What you should do — Write out these lines again, substituting "service" for every "endpoint" and leaving everything else as it is.
=== Dataset rows ===
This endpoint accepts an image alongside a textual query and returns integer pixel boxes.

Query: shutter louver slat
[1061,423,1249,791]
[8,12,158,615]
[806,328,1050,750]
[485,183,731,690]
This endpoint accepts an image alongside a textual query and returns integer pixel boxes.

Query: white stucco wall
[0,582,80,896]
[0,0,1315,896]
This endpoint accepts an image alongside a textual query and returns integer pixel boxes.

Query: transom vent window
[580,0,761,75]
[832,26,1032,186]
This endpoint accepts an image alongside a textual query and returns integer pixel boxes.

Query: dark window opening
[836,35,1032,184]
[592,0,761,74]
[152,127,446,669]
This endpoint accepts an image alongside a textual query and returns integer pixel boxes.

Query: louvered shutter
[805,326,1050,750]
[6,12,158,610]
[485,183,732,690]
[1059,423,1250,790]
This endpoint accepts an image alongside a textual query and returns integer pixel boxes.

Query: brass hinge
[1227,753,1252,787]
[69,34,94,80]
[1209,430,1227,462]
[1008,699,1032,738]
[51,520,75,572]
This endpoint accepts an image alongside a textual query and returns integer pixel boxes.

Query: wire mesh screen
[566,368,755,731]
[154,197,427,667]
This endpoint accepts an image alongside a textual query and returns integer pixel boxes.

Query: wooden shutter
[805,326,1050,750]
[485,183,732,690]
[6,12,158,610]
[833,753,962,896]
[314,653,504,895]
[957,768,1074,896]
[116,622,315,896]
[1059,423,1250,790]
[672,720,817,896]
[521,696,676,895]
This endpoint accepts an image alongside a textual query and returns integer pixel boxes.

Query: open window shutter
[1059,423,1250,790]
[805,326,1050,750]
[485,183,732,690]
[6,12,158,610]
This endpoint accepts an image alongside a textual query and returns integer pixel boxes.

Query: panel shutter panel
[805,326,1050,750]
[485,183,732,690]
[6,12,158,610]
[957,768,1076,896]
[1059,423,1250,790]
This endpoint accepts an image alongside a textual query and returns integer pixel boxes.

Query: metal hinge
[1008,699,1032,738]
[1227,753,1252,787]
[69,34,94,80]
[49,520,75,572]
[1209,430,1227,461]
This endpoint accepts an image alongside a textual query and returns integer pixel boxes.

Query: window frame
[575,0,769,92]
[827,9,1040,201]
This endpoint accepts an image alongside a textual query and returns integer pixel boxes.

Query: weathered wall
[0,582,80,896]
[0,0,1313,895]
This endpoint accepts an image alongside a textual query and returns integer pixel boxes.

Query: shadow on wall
===
Answer for the task —
This service accepts an image alongside a textual query and returns integer pixel boxes.

Query: shutter louver slat
[1061,423,1249,791]
[8,12,158,615]
[806,328,1050,750]
[485,183,731,690]
This service accepts an image alongside a textual query and returns integer pixel boxes.

Query: white stucco wall
[0,582,80,896]
[0,0,1315,896]
This service accepts an image alongside a textual query and returns integer pixel boxes.

Query: transom vent window
[580,0,761,75]
[832,26,1032,186]
This service accepts an image alongside a textual query and returns integer pixel boxes.

Query: dark window opening
[836,35,1032,184]
[592,0,761,74]
[152,127,446,669]
This service accepts an image alongside a textual query and returns integer pixel boxes.

Query: louvered shutter
[805,326,1050,750]
[6,12,158,610]
[485,183,732,690]
[1059,423,1250,790]
This service accepts an image alongside a textual query and returns integer pixel boxes.

Query: brass hinge
[1227,753,1252,787]
[69,34,94,80]
[1209,430,1227,462]
[1008,699,1032,738]
[51,520,75,572]
This service accepts an image alongside a textual query and returns integer pixel boxes.

Query: wire mesh screen
[566,368,755,731]
[154,197,427,667]
This service accepts an image alongside a textual query and returns integer pixel boxes.

Query: wooden shutter
[805,326,1050,750]
[485,183,732,690]
[6,12,158,610]
[833,753,962,896]
[314,653,504,895]
[957,768,1074,896]
[116,622,315,896]
[1059,423,1250,790]
[672,720,817,896]
[521,696,676,895]
This service accepts an image alongside a textual query and returns integer pixel boxes.

Query: open window shutter
[1059,423,1250,790]
[805,326,1050,750]
[485,183,732,690]
[6,12,158,610]
This service accepts an image alongside a textual query and returns integer pixel boxes.

Query: panel shutter panel
[805,326,1050,750]
[485,183,732,690]
[6,12,158,610]
[957,768,1076,896]
[1059,423,1250,790]
This service accepts an image alongside a textual query and returns integer pixel boxes.

Query: metal hinge
[1008,699,1032,738]
[1227,753,1252,787]
[69,34,94,80]
[49,520,75,572]
[1209,430,1227,461]
This service accepts an image alongside a textual query and returns integer pixel boxes.

Query: window frame
[575,0,769,92]
[827,9,1040,201]
This service accepts an image alongside a textual query and returns integer pixel boxes.

Query: weathered wall
[0,582,80,896]
[0,0,1313,895]
This service accepts an image alongside a textual query and returns integer pixel boxes.

Query: shadow on wall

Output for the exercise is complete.